BEGIN Provided records

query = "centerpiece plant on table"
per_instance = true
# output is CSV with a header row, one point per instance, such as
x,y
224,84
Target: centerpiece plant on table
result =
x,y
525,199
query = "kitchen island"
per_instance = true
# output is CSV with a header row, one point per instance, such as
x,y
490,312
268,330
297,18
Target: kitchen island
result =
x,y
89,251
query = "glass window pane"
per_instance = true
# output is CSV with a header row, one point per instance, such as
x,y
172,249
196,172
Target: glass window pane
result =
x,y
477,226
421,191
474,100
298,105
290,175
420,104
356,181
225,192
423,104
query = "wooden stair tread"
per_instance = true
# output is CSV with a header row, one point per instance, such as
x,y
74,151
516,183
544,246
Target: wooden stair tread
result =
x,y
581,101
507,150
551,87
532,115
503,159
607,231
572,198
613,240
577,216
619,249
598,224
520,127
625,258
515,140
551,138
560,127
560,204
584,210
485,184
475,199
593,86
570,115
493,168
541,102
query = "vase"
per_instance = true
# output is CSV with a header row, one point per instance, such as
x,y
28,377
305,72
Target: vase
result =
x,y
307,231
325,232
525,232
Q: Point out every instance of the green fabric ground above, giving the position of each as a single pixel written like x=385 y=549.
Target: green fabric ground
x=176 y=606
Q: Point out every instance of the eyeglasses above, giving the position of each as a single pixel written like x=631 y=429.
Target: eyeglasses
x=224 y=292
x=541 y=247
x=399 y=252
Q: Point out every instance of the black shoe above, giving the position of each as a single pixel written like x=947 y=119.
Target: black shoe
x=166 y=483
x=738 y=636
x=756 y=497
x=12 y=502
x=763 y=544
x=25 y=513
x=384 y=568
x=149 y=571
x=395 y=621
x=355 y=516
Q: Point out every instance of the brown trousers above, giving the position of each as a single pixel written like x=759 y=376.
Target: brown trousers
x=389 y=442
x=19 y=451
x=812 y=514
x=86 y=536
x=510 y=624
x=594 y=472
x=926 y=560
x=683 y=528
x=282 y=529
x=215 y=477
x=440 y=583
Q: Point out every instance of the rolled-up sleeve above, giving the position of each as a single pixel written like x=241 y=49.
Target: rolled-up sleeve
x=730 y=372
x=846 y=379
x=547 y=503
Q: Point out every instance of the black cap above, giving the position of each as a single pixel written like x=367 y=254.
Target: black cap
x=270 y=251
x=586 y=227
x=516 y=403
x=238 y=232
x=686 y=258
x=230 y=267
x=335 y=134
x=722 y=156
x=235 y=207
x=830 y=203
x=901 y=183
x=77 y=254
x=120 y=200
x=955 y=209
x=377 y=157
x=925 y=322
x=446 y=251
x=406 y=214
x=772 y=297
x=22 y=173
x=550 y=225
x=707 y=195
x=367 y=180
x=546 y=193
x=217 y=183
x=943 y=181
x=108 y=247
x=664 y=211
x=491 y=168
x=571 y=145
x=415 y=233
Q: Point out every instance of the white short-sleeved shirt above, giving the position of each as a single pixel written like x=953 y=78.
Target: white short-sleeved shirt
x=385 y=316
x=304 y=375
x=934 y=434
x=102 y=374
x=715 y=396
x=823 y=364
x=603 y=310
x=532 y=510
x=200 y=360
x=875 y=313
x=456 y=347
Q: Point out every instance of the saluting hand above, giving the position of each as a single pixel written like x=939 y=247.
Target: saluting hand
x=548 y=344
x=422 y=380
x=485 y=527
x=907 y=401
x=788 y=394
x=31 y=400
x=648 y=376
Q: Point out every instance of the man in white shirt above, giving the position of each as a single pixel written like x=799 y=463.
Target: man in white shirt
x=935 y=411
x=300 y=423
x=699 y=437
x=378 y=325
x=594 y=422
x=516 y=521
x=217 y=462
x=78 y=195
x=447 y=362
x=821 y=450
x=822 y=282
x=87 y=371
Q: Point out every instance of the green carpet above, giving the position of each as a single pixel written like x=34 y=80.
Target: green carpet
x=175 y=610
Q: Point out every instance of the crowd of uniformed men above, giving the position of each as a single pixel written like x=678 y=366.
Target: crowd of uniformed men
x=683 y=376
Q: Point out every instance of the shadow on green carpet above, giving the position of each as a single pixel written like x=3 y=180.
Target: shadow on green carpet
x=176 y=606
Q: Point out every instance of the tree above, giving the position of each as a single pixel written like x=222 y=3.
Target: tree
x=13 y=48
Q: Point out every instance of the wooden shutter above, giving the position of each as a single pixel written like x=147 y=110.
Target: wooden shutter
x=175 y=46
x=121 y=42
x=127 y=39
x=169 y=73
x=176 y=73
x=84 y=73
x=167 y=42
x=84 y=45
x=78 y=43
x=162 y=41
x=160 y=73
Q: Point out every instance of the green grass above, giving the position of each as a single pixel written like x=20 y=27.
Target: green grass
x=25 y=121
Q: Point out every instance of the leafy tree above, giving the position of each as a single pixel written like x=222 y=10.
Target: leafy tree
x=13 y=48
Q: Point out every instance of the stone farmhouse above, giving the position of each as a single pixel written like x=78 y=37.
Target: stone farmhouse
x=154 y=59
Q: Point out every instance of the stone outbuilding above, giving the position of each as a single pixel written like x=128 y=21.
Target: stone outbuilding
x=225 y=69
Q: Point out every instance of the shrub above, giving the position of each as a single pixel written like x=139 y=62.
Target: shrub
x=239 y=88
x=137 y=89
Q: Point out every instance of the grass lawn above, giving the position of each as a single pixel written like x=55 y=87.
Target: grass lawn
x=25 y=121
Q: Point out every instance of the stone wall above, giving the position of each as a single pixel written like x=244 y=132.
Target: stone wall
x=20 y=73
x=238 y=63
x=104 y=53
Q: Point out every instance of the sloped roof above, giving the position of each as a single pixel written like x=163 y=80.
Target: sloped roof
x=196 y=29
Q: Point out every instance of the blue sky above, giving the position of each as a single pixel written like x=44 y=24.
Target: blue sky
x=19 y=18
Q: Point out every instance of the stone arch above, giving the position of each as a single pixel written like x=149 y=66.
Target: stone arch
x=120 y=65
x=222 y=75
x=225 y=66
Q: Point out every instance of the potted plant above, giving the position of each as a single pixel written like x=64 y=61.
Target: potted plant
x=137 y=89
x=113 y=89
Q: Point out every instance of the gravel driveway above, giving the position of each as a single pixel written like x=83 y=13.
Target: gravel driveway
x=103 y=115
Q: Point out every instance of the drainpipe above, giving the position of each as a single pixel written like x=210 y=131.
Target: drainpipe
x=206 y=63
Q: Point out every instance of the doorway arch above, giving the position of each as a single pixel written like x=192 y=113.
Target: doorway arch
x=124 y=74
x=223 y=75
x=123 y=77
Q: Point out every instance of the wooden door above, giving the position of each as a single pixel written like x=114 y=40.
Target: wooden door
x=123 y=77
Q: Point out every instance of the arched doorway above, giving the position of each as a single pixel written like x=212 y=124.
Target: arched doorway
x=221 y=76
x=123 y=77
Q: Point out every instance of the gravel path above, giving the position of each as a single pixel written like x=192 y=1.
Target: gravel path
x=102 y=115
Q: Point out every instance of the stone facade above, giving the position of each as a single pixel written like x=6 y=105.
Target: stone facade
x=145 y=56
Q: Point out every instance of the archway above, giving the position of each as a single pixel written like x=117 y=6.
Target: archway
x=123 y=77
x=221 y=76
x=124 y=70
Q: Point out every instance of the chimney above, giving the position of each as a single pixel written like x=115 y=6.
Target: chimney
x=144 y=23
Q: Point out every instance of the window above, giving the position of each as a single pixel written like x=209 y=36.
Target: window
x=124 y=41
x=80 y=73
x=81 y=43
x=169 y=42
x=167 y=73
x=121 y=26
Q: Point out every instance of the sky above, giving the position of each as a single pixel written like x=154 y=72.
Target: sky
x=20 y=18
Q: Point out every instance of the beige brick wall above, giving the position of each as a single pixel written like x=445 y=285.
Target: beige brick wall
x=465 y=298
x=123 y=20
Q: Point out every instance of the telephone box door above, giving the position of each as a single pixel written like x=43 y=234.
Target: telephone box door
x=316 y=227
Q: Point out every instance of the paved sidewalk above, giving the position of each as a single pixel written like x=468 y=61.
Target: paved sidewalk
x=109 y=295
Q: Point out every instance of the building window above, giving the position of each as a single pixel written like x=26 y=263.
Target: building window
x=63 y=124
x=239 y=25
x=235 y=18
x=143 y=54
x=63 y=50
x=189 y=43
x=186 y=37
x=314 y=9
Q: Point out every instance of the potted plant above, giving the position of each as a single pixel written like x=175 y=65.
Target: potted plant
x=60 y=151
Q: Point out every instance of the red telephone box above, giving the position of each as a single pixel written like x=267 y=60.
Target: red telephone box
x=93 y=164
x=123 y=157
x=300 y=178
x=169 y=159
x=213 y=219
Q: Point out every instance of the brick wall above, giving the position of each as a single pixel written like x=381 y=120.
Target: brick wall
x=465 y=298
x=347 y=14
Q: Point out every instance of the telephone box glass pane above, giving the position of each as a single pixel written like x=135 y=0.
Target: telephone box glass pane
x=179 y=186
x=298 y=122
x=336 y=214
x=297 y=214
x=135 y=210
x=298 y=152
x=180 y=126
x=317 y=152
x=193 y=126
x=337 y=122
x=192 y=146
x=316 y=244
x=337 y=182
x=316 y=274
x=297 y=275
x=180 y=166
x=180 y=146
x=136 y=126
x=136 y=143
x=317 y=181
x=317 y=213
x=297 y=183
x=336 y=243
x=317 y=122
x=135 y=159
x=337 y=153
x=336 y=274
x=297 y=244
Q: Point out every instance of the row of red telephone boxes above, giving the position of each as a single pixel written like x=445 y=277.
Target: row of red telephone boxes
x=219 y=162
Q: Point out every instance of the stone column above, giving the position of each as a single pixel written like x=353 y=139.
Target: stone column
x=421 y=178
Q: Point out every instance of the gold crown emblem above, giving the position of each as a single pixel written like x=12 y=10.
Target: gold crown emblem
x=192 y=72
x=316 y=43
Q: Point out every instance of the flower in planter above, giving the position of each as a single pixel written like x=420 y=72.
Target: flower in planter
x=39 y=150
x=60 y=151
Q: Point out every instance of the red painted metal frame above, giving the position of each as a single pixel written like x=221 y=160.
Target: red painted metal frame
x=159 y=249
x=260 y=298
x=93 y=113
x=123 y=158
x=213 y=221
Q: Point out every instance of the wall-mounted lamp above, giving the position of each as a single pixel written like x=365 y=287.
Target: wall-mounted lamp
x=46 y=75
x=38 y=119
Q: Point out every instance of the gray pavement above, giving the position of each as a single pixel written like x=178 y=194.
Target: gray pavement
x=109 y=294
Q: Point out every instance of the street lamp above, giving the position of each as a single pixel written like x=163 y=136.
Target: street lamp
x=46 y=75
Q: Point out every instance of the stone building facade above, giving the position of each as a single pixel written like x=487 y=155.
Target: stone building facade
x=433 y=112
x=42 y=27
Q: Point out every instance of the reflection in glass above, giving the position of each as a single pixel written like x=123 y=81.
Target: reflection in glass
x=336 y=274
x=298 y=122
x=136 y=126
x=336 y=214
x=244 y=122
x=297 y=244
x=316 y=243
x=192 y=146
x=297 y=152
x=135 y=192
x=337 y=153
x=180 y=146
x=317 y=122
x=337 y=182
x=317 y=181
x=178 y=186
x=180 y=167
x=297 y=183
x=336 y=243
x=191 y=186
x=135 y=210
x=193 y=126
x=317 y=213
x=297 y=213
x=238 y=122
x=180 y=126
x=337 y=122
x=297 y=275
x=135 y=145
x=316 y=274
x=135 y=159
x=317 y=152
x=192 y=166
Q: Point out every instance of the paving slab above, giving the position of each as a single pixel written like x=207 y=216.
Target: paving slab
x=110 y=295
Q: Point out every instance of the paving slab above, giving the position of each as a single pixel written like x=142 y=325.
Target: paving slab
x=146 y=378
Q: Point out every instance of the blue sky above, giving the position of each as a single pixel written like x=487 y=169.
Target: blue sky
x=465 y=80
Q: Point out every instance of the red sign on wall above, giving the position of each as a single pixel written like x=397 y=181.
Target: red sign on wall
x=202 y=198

END Provided records

Problem
From the listing above, copy all lines holding the word "tread".

Final answer
query = "wooden stair tread"
Target: wooden stair tread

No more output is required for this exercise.